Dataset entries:
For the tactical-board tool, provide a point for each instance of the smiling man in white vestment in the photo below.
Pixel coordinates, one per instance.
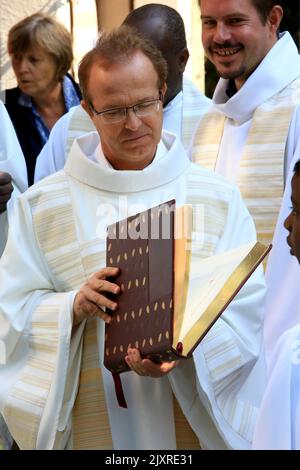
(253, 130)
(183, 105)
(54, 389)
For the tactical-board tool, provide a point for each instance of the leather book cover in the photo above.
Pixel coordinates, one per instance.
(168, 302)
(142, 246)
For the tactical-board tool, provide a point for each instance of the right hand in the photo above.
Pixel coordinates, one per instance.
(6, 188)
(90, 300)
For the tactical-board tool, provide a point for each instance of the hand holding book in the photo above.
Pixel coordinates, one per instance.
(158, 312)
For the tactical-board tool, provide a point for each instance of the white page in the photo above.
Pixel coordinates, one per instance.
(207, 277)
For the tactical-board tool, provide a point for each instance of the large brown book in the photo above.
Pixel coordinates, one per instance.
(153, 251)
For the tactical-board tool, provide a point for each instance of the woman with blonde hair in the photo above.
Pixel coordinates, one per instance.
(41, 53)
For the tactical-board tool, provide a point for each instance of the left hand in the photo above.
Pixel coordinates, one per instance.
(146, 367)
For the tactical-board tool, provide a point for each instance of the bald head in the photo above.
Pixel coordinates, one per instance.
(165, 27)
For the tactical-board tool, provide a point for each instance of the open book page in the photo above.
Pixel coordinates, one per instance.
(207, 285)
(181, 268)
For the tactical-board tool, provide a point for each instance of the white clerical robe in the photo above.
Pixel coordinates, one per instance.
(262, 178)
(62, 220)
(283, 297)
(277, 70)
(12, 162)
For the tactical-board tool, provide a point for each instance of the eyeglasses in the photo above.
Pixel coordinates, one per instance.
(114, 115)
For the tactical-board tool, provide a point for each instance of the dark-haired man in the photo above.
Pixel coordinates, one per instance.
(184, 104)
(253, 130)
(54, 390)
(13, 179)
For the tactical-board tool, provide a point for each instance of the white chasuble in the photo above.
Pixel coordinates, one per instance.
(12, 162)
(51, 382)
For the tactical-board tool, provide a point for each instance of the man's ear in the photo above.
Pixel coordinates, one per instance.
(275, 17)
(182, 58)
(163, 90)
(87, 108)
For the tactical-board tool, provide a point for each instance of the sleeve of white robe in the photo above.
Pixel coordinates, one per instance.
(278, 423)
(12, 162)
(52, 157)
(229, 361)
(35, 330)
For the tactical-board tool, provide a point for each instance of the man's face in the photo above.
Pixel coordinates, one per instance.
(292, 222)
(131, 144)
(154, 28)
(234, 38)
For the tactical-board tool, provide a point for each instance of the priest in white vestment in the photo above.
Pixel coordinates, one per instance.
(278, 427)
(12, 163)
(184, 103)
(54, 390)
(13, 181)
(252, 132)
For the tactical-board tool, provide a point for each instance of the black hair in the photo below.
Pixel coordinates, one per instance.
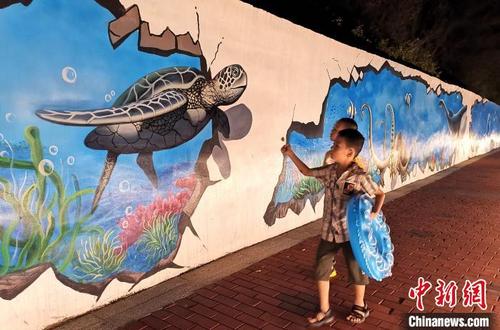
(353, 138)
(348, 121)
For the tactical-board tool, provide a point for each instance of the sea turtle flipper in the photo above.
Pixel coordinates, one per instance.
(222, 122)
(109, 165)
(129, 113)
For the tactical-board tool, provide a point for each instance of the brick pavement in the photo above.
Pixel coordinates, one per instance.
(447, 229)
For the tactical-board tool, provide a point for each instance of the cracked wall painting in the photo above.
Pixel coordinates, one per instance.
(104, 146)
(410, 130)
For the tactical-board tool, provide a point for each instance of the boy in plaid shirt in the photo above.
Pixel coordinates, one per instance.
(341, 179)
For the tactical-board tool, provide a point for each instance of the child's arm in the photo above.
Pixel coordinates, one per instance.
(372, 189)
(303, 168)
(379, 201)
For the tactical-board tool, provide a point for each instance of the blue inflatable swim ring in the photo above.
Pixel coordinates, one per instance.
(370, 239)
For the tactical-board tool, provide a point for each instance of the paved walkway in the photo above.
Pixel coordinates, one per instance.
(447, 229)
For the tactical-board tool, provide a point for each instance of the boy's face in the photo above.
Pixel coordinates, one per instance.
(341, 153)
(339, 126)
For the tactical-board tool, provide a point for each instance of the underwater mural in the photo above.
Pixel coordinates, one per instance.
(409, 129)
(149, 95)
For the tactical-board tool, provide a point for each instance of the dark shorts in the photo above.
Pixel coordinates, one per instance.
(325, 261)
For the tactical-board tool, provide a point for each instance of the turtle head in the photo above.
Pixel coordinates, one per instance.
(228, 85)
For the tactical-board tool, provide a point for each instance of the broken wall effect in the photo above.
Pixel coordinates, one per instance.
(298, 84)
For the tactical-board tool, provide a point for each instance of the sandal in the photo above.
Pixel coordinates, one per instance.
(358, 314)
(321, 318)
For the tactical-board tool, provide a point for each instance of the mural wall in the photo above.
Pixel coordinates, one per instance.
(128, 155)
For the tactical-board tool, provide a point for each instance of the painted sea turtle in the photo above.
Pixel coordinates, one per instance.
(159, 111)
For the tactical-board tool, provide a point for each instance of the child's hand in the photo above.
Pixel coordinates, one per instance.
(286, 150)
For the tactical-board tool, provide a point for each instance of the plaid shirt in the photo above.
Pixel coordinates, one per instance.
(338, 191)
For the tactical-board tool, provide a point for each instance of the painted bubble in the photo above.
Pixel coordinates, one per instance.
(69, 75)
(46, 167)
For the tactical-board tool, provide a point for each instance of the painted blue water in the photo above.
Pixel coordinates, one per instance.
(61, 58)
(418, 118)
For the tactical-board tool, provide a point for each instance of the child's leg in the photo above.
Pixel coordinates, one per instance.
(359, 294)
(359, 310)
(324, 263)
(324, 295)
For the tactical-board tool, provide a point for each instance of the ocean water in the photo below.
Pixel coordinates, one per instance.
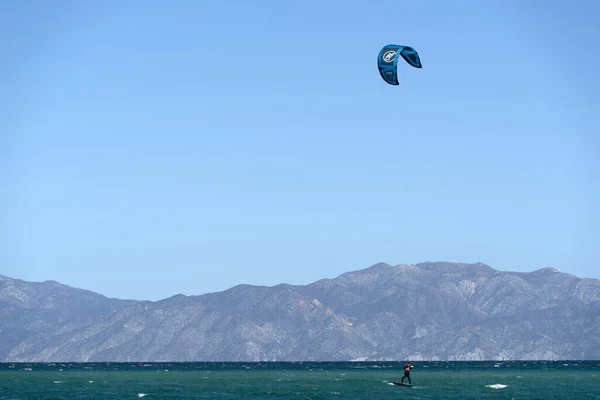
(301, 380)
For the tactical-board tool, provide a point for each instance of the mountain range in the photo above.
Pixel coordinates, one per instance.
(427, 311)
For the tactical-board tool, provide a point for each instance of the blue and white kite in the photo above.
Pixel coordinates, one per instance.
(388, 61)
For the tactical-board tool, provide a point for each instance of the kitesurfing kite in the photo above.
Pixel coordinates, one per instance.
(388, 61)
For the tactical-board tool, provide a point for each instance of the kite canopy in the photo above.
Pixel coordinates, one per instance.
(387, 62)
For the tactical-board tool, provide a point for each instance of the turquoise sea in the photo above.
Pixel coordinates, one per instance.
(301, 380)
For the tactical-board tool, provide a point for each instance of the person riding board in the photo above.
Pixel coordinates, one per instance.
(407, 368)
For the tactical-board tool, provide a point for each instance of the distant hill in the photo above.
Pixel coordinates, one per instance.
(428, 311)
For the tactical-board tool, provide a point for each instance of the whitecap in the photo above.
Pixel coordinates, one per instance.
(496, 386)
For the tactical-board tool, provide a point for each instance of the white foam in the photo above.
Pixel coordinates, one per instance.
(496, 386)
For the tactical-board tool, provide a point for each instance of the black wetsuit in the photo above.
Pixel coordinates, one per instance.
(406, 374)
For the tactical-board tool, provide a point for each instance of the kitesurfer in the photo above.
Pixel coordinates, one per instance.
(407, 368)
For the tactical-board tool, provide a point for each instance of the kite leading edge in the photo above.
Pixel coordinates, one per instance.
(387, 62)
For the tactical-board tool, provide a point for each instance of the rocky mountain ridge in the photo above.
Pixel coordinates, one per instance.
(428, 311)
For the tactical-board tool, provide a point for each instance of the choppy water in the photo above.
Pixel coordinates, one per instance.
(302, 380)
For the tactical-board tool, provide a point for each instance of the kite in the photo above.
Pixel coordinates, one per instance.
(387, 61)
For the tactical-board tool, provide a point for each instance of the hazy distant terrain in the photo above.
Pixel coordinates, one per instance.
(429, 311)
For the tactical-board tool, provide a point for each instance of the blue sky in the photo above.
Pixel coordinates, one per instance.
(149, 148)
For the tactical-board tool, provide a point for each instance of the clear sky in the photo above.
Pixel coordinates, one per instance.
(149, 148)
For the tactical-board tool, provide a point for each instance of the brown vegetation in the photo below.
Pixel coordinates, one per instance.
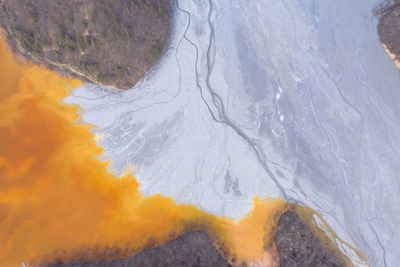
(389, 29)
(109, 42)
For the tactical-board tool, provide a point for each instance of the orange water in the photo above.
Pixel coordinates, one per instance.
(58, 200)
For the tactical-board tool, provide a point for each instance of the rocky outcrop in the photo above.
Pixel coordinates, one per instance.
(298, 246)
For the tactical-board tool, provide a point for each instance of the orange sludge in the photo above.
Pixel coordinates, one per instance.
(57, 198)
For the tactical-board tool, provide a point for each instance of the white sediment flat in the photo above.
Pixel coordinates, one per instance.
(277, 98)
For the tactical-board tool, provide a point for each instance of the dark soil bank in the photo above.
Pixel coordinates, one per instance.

* Exercise *
Nothing but the lines from the first line of the records above to the line with "hair in the photo above.", inclusive, should be transcribed exactly, and the pictures must be left out.

* Expected output *
For the tactical-board tool, provide a point for each instance of the smiling man in white vestment in the photo below.
Pixel coordinates, one per instance.
(253, 130)
(183, 105)
(54, 389)
For the tactical-board tool, provide a point for each instance of the leather book cover in the photo above.
Pixel coordinates, one per instance.
(168, 302)
(142, 246)
For the tactical-board tool, provide a point for each instance of the right hand in the photo above.
Pixel coordinates, one per instance.
(6, 188)
(90, 300)
For the tactical-board tool, provide a point for each instance of the hand holding book in the photo above.
Pixel coordinates, one per instance.
(158, 312)
For the tactical-board tool, provide a point for each instance of the white page in the photo above.
Pixel coordinates, one per instance.
(207, 277)
For the tactical-board tool, provide a point for each instance of the large brown book in the photo above.
Pixel coordinates, one per instance.
(153, 251)
For the tactical-board tool, provide a point for each instance of the woman with blonde hair in the photo above.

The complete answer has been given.